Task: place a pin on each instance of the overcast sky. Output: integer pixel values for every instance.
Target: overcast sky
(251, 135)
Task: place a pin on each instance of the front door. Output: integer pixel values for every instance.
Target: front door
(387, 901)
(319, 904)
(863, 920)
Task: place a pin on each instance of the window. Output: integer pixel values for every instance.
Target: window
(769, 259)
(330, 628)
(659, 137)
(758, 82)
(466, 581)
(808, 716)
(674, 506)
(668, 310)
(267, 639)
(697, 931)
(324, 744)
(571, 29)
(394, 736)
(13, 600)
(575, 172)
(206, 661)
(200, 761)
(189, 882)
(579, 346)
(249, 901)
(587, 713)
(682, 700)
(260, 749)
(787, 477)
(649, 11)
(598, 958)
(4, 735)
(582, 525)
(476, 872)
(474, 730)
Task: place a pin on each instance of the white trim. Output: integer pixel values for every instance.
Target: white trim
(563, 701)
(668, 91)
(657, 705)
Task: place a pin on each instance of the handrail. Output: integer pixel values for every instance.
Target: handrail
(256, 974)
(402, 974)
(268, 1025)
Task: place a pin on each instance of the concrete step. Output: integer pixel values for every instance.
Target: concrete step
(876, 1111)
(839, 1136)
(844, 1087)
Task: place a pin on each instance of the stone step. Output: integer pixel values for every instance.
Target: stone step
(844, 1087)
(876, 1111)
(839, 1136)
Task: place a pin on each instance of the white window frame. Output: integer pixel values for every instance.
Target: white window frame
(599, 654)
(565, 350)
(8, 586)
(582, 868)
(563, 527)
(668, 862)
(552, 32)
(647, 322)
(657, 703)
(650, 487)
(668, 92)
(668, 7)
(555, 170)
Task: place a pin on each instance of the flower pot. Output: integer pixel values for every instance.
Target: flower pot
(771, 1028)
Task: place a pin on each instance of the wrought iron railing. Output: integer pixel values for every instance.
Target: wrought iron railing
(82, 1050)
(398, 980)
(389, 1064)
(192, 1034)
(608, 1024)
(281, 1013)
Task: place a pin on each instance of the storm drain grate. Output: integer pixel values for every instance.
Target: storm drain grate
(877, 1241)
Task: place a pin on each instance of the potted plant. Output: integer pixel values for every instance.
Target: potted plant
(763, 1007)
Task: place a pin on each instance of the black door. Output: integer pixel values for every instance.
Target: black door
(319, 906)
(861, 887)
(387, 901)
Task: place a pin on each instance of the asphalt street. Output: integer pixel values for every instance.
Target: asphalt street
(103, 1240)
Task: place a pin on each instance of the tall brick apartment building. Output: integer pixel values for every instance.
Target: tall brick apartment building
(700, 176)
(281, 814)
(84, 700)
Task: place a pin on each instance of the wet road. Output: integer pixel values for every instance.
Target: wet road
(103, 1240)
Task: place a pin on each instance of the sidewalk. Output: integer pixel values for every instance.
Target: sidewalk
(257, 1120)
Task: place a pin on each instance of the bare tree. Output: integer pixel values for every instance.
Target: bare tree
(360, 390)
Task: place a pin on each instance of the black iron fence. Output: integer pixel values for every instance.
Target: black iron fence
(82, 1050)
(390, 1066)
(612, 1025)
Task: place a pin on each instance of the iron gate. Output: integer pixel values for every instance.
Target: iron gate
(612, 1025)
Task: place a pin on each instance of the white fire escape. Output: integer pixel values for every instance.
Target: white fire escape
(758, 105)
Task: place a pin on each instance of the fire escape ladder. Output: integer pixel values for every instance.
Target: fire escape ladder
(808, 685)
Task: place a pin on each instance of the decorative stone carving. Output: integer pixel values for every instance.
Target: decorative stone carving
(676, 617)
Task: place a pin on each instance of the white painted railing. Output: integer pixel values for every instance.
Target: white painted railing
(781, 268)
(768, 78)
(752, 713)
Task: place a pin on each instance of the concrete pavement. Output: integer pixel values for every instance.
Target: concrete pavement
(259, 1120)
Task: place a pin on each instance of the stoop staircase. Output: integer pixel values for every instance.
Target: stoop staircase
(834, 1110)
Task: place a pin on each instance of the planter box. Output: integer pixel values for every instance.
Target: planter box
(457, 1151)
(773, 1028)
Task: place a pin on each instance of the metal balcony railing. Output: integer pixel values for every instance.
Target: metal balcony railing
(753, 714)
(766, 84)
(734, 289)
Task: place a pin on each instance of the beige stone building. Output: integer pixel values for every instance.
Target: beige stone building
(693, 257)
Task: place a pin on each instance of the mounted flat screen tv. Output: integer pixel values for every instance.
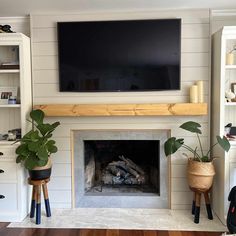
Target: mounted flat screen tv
(126, 55)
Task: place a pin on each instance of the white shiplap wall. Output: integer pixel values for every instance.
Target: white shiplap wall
(195, 66)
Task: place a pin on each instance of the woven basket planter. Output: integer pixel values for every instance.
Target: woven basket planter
(200, 174)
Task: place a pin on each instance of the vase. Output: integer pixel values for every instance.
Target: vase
(200, 174)
(41, 172)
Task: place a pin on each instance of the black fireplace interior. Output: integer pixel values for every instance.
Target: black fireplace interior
(122, 167)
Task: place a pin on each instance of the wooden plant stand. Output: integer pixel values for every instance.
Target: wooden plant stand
(36, 198)
(197, 203)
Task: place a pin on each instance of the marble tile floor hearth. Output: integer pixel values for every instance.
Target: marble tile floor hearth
(116, 218)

## The request:
Write out the records above exactly as they stand, leaving out every picture.

## Solution below:
Task: place a pin on each instance of the overcast sky. Output: integer pixel values for every instance.
Target: overcast sky
(251, 135)
Task: place a pin on each instance of the front door. Output: integer pixel values for every instance.
Target: front door
(387, 901)
(319, 904)
(863, 920)
Task: place a pin on each instance of the window. Output: integer pixel values for every instance.
Target: window
(769, 259)
(330, 628)
(659, 137)
(758, 82)
(466, 581)
(808, 716)
(674, 506)
(668, 310)
(267, 639)
(697, 931)
(324, 744)
(571, 29)
(394, 736)
(13, 600)
(575, 172)
(206, 661)
(200, 761)
(189, 882)
(579, 346)
(249, 901)
(587, 713)
(682, 700)
(260, 749)
(787, 477)
(649, 11)
(598, 958)
(4, 735)
(582, 525)
(476, 872)
(474, 730)
Task: place a pin on each instance of the white trim. Output: integer pixel values for every instance.
Target: white trim
(563, 701)
(668, 91)
(657, 705)
Task: place a pin on each instance of the handrail. Output: integer pixel values for every instance.
Target: handrail
(256, 974)
(402, 974)
(268, 1025)
Task: place a pin on each instance of the concrete step. Output: integer pixel values for every instance.
Target: concrete step
(876, 1111)
(839, 1136)
(844, 1087)
Task: place a pin on each instance of the stone step. Output: integer pixel values for every instance.
Target: stone step
(844, 1087)
(876, 1111)
(839, 1136)
Task: place a pin on each instance of the white window frame. Output: integer pixel values for every instance.
Target: white window frame
(599, 654)
(565, 350)
(8, 586)
(582, 868)
(563, 527)
(668, 862)
(552, 32)
(647, 322)
(657, 703)
(650, 487)
(668, 92)
(668, 7)
(555, 170)
Task: place a pin on each instance of the flower pot. Output: integer pixel values for every instance.
Target: flower pot
(771, 1028)
Task: place a pin on each instance of the wrought iron railing. Output: integer pixel values for every instance.
Target: wrought iron railing
(82, 1050)
(398, 980)
(389, 1064)
(192, 1034)
(608, 1024)
(281, 1013)
Task: place a pin on each instance of the storm drain grate. Output: integer pixel values for every instance.
Target: storm drain grate
(877, 1241)
Task: place a pin on each instance of the potted plant. Output: integer pixel values for every instance.
Target: potted plant
(763, 1007)
Task: place a pin on each instance of the black door. Output: integer pixel values for every instance.
Target: black door
(319, 906)
(861, 887)
(387, 901)
Task: place a pin on each instance of the asphalt street. Output: integer pixel values for every instance.
Target: asphalt street
(103, 1240)
Task: place a pin on each instance of the tall brick apartment building. Output: integer pixel values for every instance.
Target: tall brick apartment building
(700, 176)
(281, 814)
(84, 700)
Task: place a pin on each instance of the wet road. Output: integer pixel values for every instance.
Target: wet road
(103, 1240)
Task: place a pin on each instance of the sidewalk. Output: integer pixel values for every instance.
Target: sidewalk
(257, 1120)
Task: place a pin on each instance of the bare tree. Output: integer pixel values for every instance.
Target: bare tree
(360, 390)
Task: place a pin on each instance of the black iron fence. Output: integer pixel values for every instance.
Target: black iron fence
(82, 1050)
(390, 1066)
(612, 1025)
Task: place a pin on each instance of the iron gate. Output: integer pixel values for every instance.
Target: iron gate
(612, 1025)
Task: place a pin on each instance of the white fire escape. Output: integer pixel values for every instance.
Target: white fire escape
(758, 105)
Task: place a pin on each instance of the fire escape ladder. Output: integer pixel values for every instance.
Target: fire escape ladder
(808, 685)
Task: place a pin on each instance of the decorative stone carving. Output: integer pixel values for every instance.
Target: decorative stone carving
(676, 617)
Task: place a pin on each instance of the white painted railing. Output: integer pixel values for every instance.
Target: white painted railing
(781, 268)
(768, 78)
(752, 713)
Task: place a pin on each instance of the concrete pavement. Output: integer pixel values for every instance.
Target: concrete pavement
(259, 1120)
Task: place a pin on each instance of the stoop staircase. Output: integer pixel values for every instance.
Target: stoop staircase
(834, 1110)
Task: place a pin on each instance of the planter box. Output: integer pixel values for every instance.
Target: planter box
(457, 1151)
(773, 1028)
Task: place a pin on each instance of the metal balcony railing. Output: integer pixel values for every instance.
Target: metal balcony railing
(753, 714)
(766, 84)
(734, 289)
Task: place a pin on each instance of the beige stone building. Output: integer pixel values for every instance.
Target: beige stone building
(693, 257)
Task: place a pin on each instance of the mounted flat screen tv. Output: integer pixel values for every instance.
Target: mounted flat screen tv
(126, 55)
Task: place a pin on each instance of the white shiplap wall. Output: integer pixel values for every instance.
Target: white shiplap wall
(195, 66)
Task: place a pin on each instance of the woven basket planter. Output: integer pixel values for every instance.
Target: woven basket planter
(200, 174)
Task: place a pin on each instance of the vase. Output: integer pixel values for every instance.
Target: vase
(200, 174)
(41, 172)
Task: place a pin on each instance of the black fireplace interior. Output: integer pixel values for every instance.
Target: black fireplace interior
(122, 167)
Task: place a pin on each instance of the wooden plant stand. Output: integer pixel values for every instance.
Target: wooden plant stand
(36, 198)
(197, 203)
Task: place a pin on each instance of the marble tile floor hearth. Output: integer pixel values for every instance.
Target: marble tile floor hearth
(116, 218)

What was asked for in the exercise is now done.